- [EXERCISE INSTRUCTIONS]: Turn every line of the listing below into a numbered list, skipping blank lines and leaving out the pictures.

- [LISTING]:
>> start
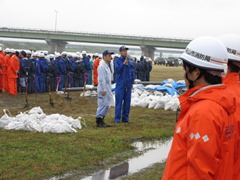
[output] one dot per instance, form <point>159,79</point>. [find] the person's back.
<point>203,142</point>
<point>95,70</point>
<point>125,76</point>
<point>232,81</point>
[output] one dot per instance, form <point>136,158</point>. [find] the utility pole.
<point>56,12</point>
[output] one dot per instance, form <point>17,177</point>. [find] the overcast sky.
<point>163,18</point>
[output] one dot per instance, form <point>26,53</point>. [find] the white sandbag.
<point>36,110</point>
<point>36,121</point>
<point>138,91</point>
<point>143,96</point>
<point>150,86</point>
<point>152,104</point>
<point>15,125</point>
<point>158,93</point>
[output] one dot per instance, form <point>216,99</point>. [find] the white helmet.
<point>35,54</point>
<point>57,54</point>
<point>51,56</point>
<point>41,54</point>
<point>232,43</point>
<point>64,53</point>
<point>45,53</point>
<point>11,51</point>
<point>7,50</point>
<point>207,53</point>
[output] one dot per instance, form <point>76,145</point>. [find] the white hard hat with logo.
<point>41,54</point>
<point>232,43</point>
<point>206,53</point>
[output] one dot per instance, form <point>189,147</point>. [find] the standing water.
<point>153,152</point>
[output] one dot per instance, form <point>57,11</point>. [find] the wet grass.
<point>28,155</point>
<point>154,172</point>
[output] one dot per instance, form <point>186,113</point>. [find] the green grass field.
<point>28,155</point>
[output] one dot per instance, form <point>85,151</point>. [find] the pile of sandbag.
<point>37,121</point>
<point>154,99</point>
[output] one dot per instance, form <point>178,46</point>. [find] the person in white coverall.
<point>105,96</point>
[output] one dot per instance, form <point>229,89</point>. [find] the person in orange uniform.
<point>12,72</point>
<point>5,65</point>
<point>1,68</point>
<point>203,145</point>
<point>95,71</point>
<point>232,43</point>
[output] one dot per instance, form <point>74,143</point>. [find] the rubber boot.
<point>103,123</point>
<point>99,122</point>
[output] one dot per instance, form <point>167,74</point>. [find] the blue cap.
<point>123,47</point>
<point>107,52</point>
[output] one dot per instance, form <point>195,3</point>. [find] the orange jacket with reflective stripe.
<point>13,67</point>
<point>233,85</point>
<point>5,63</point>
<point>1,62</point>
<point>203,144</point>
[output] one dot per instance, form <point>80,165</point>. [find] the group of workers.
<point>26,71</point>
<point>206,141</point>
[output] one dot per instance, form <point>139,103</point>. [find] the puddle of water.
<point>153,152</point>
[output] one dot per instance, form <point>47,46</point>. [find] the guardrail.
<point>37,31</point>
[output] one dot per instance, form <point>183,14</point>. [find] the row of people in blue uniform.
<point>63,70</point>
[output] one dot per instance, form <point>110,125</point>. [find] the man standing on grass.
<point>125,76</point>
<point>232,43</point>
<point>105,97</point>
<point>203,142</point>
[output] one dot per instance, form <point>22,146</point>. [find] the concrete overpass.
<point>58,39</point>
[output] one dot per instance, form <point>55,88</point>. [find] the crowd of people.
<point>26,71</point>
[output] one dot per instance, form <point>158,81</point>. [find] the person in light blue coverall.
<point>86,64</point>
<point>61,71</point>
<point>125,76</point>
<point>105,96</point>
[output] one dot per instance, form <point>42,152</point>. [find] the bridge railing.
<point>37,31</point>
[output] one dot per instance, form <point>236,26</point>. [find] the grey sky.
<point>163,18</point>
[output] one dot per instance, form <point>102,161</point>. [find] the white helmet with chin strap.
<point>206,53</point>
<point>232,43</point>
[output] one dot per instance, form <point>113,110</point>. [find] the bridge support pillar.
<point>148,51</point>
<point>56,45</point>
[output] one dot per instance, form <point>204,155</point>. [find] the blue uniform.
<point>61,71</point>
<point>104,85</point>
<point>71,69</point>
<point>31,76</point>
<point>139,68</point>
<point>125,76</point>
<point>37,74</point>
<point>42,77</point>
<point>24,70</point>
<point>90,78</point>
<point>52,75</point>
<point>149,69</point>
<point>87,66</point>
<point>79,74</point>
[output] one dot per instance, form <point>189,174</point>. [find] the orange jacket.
>> end
- [EXERCISE OUTPUT]:
1. [output] one dot per instance, form <point>159,79</point>. [find] the person's back.
2. <point>203,142</point>
3. <point>95,70</point>
4. <point>125,76</point>
5. <point>232,81</point>
6. [output] one dot per instance, form <point>136,158</point>. [find] the utility pole.
7. <point>56,12</point>
8. [output] one dot per instance, form <point>17,177</point>. [find] the overcast sky.
9. <point>163,18</point>
10. [output] one dot per instance, form <point>26,53</point>. [find] the white sandbag.
11. <point>36,110</point>
12. <point>36,121</point>
13. <point>138,91</point>
14. <point>143,96</point>
15. <point>150,86</point>
16. <point>152,104</point>
17. <point>15,125</point>
18. <point>158,93</point>
19. [output] one dot per instance, form <point>216,99</point>. [find] the white helmet.
20. <point>35,54</point>
21. <point>57,54</point>
22. <point>51,56</point>
23. <point>41,54</point>
24. <point>232,43</point>
25. <point>64,53</point>
26. <point>45,53</point>
27. <point>11,51</point>
28. <point>7,50</point>
29. <point>207,53</point>
30. [output] one dot per instance, form <point>76,145</point>. [find] the white hard hat with logo.
31. <point>41,54</point>
32. <point>232,43</point>
33. <point>206,53</point>
34. [output] one dot per instance, form <point>189,147</point>. [find] the standing water.
35. <point>153,152</point>
36. [output] one dot per instance, form <point>57,11</point>. [find] the wet grass.
37. <point>28,155</point>
38. <point>154,172</point>
39. [output] one dot per instance, form <point>186,113</point>. [find] the green grass field.
40. <point>28,155</point>
41. [output] one dot per instance, form <point>85,151</point>. [find] the pile of sandbag.
42. <point>37,121</point>
43. <point>154,99</point>
44. [output] one dot per instance, form <point>178,46</point>. [find] the person in white coverall.
45. <point>105,96</point>
46. [output] one dot per instance, form <point>229,89</point>. [find] the person in orange uniform.
47. <point>12,72</point>
48. <point>5,65</point>
49. <point>1,68</point>
50. <point>203,145</point>
51. <point>95,71</point>
52. <point>232,43</point>
53. [output] one dot per instance, form <point>74,143</point>. [find] the rubber boot.
54. <point>103,123</point>
55. <point>99,122</point>
56. [output] one dot per instance, form <point>167,74</point>. [find] the blue cap.
57. <point>123,47</point>
58. <point>107,52</point>
59. [output] one dot per instance, form <point>195,3</point>. [find] the orange jacket with reflective stripe.
60. <point>13,67</point>
61. <point>233,85</point>
62. <point>5,63</point>
63. <point>1,62</point>
64. <point>203,144</point>
65. [output] one dot per instance, form <point>80,165</point>. [find] the group of workers.
66. <point>26,71</point>
67. <point>206,141</point>
68. [output] one dot per instance, form <point>139,103</point>. [find] the puddle of water.
69. <point>153,152</point>
70. [output] one dot per instance, form <point>47,46</point>. [find] the guardrail.
71. <point>37,31</point>
72. [output] one dot per instance, form <point>183,14</point>. [find] the row of people in blue uniform.
73. <point>63,70</point>
74. [output] one dot per instance, form <point>110,125</point>. [find] the man standing on grass.
75. <point>125,76</point>
76. <point>232,43</point>
77. <point>105,97</point>
78. <point>203,142</point>
79. [output] one dot per instance, form <point>22,146</point>. [find] the concrete overpass.
80. <point>58,39</point>
81. [output] one dot per instance, form <point>55,88</point>. [find] the crowd of people.
82. <point>26,71</point>
83. [output] one dot per instance, form <point>158,81</point>. [find] the person in light blue coverall.
84. <point>86,64</point>
85. <point>61,71</point>
86. <point>125,76</point>
87. <point>105,96</point>
88. [output] one dot per instance, form <point>42,152</point>. [find] the bridge railing.
89. <point>37,31</point>
90. [output] one dot per instance, form <point>236,26</point>. [find] the grey sky.
91. <point>163,18</point>
92. [output] one dot per instance, form <point>102,161</point>. [find] the white helmet with chin strap.
93. <point>206,53</point>
94. <point>232,43</point>
95. [output] one dot per instance, form <point>113,110</point>. [find] the bridge support pillar.
96. <point>148,51</point>
97. <point>56,45</point>
98. [output] one dot per instance, form <point>204,155</point>. [find] the blue uniform.
99. <point>61,71</point>
100. <point>104,85</point>
101. <point>71,69</point>
102. <point>31,76</point>
103. <point>139,68</point>
104. <point>125,76</point>
105. <point>37,74</point>
106. <point>42,77</point>
107. <point>24,70</point>
108. <point>90,78</point>
109. <point>52,75</point>
110. <point>149,69</point>
111. <point>87,66</point>
112. <point>79,74</point>
113. [output] one dot per instance, form <point>189,174</point>. [find] the orange jacket.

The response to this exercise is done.